_TÂCHES ET EXERCICES_
**A.** Dans quelle revue Philippe Landreville et ses collègues publient-ils leurs résultats, d'après le texte sur l'agitation verbale des personnes atteintes de démence ?
**B.** Rédigez la suite du texte sur l'agitation verbale des personnes atteintes de démence, à partir de sa dernière phrase.

Des appels dans la nuit
L'agitation verbale des déments pourrait être
une façon de communiquer lorsque le verbe se tarit
Vide. Il n'y a pas d'autres mots pour décrire le regard
des personnes âgées gravement frappées par
des maladies comme l'Alzheimer. Vide aussi, en partie du moins,
le sanctuaire de souvenirs du père, de la mère,
de l'être aimé. Peut-on dire vides pour autant les
propos à peine intelligibles des mêmes malades lorsqu'ils
perdent peu à peu l'usage de la parole et de la raison?
Philippe Landreville ne le croit pas. "La croyance populaire
est que les patients atteints de démence sont déconnectés,
qu'ils ne peuvent avoir de vie intérieure et qu'ils ne
peuvent communiquer leurs besoins, reconnaît le professeur
de l'École de psychologie. Je crois qu'il ne faut pas
prendre pour acquis que ces personnes n'essaient pas de communiquer.
Au contraire, il faut présumer qu'elles essaient de nous
dire quelque chose, un désir, une souffrance physique
ou morale, qu'elles ont chaud ou froid, qu'elles ont faim ou
soif, ou tout simplement qu'elles voudraient un peu d'attention."
Pas facile de prouver que ces plaintes, ces cris, ces injures,
ces grognements et ces phrases répétées
inlassablement sont des messages lancés depuis le seuil
de la raison. Philippe Landreville et ses collègues Évelyne
Matteau, Louis Laplante et Christian Laplante ont tout de même
tenté le coup. Les résultats qu'ils rapportent
dans un récent numéro de l'American Journal
of Alzheimer's Disease and Other Dementia ne prouvent pas
hors de tout doute leur audacieuse hypothèse, mais ils
ne la contredisent pas non plus.

_MATÉRIEL RECUEILLI_
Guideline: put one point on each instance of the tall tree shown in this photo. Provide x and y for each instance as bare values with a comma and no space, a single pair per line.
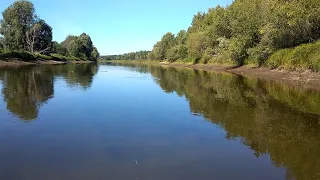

_RÉPONSES PAR TÂCHE_
**A.** Dans un récent numéro de l'American Journal of Alzheimer's Disease and Other Dementia.

**B.**
En collaboration avec le personnel soignant de six centres d'hébergement,
les chercheurs ont étudié la fréquence des
manifestations d'agitation verbale chez 59 patients atteints
de démence, en fonction de la gravité de leurs
limitations langagières. "Notre hypothèse
est que ces comportements ne surviennent pas au hasard, mais
bien pour communiquer un besoin, explique Philippe Landreville.
Si c'est bien le cas, les personnes les moins capables de communiquer
par le langage devraient manifester plus d'agitation verbale."
La nouvelle frontière
C'est effectivement ce que révèlent leurs observations.
La fréquence d'agitation verbale est 50 % plus élevée
dans le groupe des personnes dont les fonctions langagières
sont très limitées. De plus, ces mêmes patients
ont un "répertoire" d'agitation verbale plus
varié que le groupe ayant mieux conservé la capacité
de communiquer par le langage. Les différences entre les
deux groupes ne sont pas spectaculaires, mais elles concordent
avec l'hypothèse que l'agitation verbale signifie quelque
chose du point de vue des personnes démentes, concluent
les chercheurs. "Nos résultats n'excluent pas la
possibilité que ce comportement soit causé par
une détérioration de l'état des patients
plus gravement atteints, admet toutefois Philippe Landreville.
Mais ils ne nous donnent aucune raison de croire qu'ils n'essaient
pas de communiquer quelque chose."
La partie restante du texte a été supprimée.